(Work item): Repeat, without any change, the lines from the one with "Prompted segmentation: the" up to and including the one with "64L122 62L120 59ZM52".

(Source data):

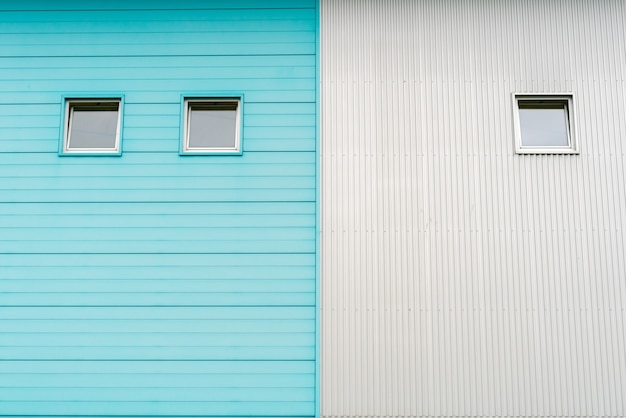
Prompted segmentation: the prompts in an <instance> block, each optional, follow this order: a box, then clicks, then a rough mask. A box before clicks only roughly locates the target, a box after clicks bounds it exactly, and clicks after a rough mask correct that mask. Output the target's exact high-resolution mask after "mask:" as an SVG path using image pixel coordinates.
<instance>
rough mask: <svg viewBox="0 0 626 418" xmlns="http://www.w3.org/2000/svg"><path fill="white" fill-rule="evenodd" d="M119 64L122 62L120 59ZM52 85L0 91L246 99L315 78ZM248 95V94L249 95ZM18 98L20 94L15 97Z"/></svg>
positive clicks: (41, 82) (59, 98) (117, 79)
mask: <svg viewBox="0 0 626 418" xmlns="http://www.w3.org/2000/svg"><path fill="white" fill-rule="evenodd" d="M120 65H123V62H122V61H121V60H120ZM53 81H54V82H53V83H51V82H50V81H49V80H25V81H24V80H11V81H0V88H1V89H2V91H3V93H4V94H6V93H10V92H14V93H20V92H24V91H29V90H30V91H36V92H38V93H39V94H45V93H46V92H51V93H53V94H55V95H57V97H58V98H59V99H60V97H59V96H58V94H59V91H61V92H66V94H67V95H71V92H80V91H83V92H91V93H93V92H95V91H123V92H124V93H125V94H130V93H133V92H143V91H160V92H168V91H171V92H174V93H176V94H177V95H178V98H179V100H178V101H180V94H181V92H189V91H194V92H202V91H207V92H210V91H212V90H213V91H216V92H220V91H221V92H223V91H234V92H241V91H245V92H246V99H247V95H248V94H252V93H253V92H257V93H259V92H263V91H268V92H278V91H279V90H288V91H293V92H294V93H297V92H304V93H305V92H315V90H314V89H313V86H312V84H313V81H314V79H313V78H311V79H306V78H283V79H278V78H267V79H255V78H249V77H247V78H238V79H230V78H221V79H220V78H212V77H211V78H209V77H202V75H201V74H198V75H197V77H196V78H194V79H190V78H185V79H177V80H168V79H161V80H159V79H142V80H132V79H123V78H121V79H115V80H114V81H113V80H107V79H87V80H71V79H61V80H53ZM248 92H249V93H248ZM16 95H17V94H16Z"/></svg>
* * *
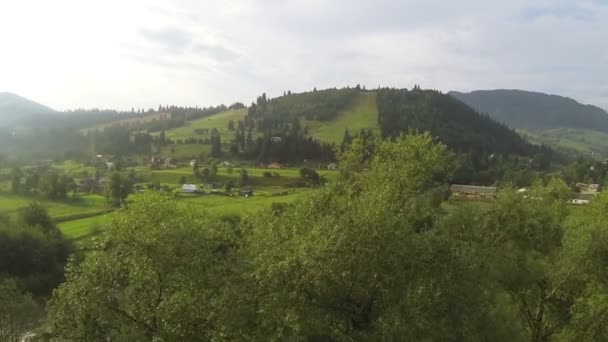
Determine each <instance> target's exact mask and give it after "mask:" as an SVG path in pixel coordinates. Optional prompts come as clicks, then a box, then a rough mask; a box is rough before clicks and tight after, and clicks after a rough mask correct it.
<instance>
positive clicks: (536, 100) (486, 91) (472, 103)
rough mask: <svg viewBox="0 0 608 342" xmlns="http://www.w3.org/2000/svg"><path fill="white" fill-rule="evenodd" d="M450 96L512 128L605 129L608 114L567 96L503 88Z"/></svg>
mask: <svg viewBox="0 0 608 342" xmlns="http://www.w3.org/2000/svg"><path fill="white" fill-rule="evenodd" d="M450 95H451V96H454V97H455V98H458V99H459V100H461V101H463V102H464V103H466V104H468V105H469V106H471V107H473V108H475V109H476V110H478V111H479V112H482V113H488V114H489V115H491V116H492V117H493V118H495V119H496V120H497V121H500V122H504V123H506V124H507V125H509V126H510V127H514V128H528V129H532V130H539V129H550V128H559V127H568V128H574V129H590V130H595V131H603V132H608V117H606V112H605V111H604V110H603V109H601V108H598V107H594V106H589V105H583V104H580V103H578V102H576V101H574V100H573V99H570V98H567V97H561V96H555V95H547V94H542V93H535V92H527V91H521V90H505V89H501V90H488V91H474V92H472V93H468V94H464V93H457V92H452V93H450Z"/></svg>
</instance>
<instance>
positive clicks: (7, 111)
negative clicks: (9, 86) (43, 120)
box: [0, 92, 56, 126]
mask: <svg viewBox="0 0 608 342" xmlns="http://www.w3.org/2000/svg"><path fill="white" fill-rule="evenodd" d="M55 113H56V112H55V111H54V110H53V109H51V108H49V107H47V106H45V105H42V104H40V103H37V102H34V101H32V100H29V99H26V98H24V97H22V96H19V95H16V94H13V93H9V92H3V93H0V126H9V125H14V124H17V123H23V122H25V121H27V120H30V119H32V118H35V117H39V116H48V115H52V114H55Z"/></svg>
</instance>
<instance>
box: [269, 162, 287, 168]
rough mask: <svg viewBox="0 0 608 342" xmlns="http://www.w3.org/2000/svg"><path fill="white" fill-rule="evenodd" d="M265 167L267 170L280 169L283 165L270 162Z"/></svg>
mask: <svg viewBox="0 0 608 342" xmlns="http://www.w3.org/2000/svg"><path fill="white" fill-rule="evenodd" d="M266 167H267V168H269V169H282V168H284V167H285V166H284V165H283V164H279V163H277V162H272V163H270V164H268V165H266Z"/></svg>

(Response to this exercise):
Prompted segmentation: the prompts in an <instance> block, each optional, follow this order: a box, then clicks, then a rough mask. A box before clicks only roughly locates the target, a box after clicks bounds it exactly, and clicks after a rough mask correct that mask. Output the target's exact high-resolution mask after "mask:" as an SVG path using image pixel coordinates.
<instance>
rough mask: <svg viewBox="0 0 626 418" xmlns="http://www.w3.org/2000/svg"><path fill="white" fill-rule="evenodd" d="M119 64L122 62L120 59ZM52 85L0 91L246 99L315 78ZM248 95V94L249 95ZM18 98L20 94L15 97Z"/></svg>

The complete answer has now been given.